═════ DOCUMENT SEGMENT ═════
That's how I see it until I get good at doing rebuilds at least. Cheers! By the way, which carb brand did you go with?


----------



## Wes Kootenay (Jan 10, 2018)

Dannoman said:


> That's how I see it until I get good at doing rebuilds at least. Cheers! By the way, which carb brand did you go with?


I was your first reply - IZTOR from Amazon.
BTW I was expecting it to come from China and take a month, it was shipped locally and I had it in three days.

Al


----------



## vinnycom (Nov 6, 2017)

for the price of an oregon u could also just buy the cheap one also, that way u can compare the 2 and/or have spare parts for cheap


----------



## guzzijohn (Mar 31, 2014)

I bought a Chinese carb for 10hp Tecumseh for $9.49 delivered. Works perfectly! Their quality is improving.


----------



## HCBPH (Mar 8, 2011)

Dannoman said:


> I saw in a few place the Oregon carbs don't fit until because the heat cover isn't tapped out. Is that your experience? Would go for another brand if I have to tap screw holes in to make it work.



Taping a hole is a minor thing, if required as the holes were there from what I remember and I think the ones I got were already tapped. I've used a few Oregon carbs very successfully on 7-10 hp engines in the past. If a carburetor is really buggered up by the PO, no provisions for a primer bulb or no adjustable primary jet I'll replace them with a comparable adjustable carb. I've even swapped things like the choke shafts between a Tecumseh car and Oregon without any issues. Pretty much an exact clone of the Tecumseh carb and work just fine. IIRC even the Tecumseh rebuild kits work just fine on the Oregon carbs I've used.
═════
**GOALS**
1 – Retype the carburetor thread word for word, starting at "I bought a Chinese" and ending at "make it work.".
2 – In the carburetor thread, which usernames appear in the post headings?
The listing isn't needed for this work.
═════ DATA SEGMENT ═════
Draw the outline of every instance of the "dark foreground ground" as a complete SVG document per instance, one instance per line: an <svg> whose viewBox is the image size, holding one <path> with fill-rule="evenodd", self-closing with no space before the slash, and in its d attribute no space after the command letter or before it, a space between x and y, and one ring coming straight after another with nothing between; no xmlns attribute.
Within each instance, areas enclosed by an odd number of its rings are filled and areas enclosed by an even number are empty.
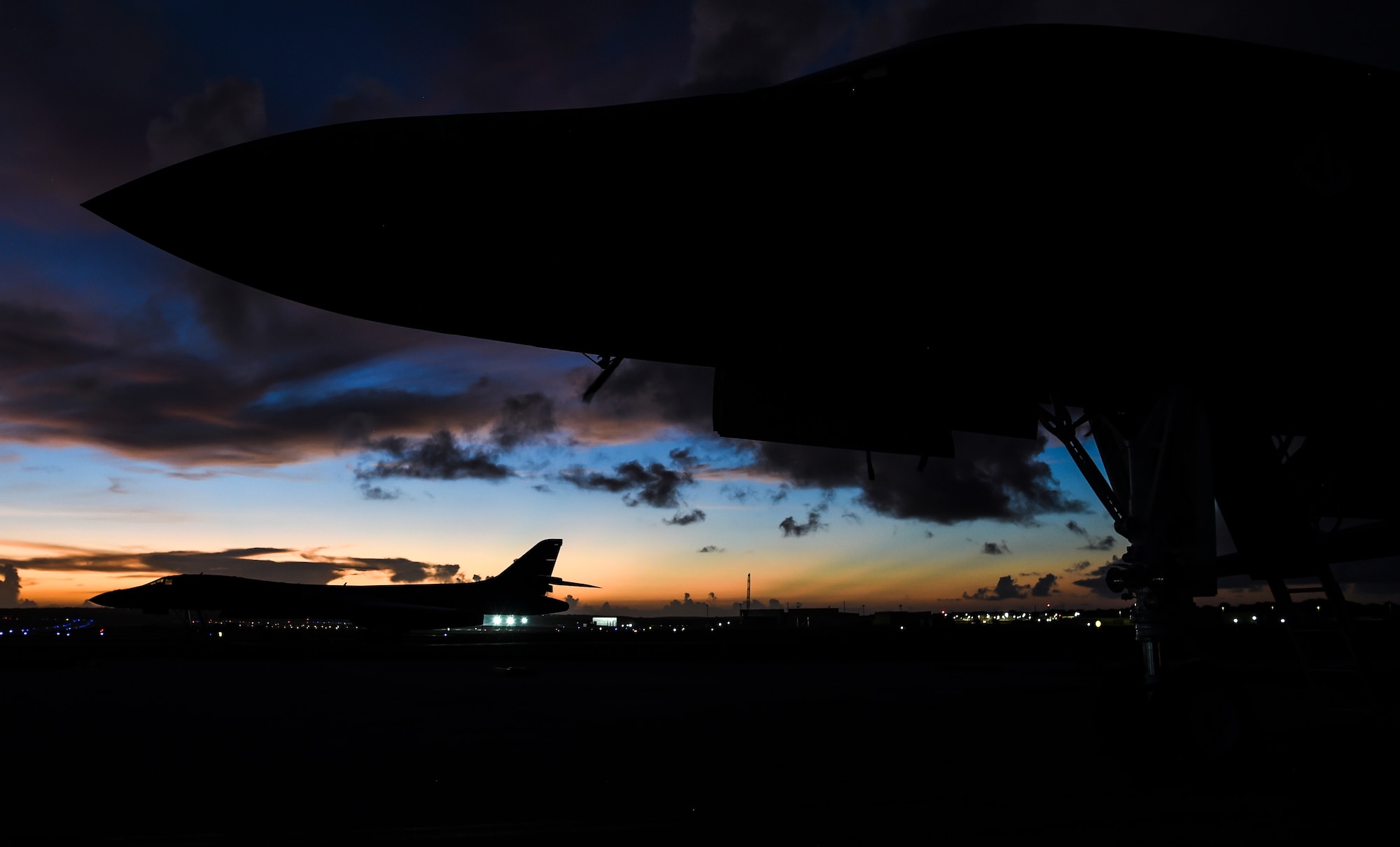
<svg viewBox="0 0 1400 847"><path fill-rule="evenodd" d="M1127 627L109 634L0 644L0 840L1393 832L1394 711L1319 710L1282 630L1207 634L1161 713Z"/></svg>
═════
**EXERCISE ANSWERS**
1 –
I bought a Chinese carb for 10hp Tecumseh for $9.49 delivered. Works perfectly! Their quality is improving.


----------



## HCBPH (Mar 8, 2011)

Dannoman said:


> I saw in a few place the Oregon carbs don't fit until because the heat cover isn't tapped out. Is that your experience? Would go for another brand if I have to tap screw holes in to make it work.

2 – Wes Kootenay, vinnycom, guzzijohn, HCBPH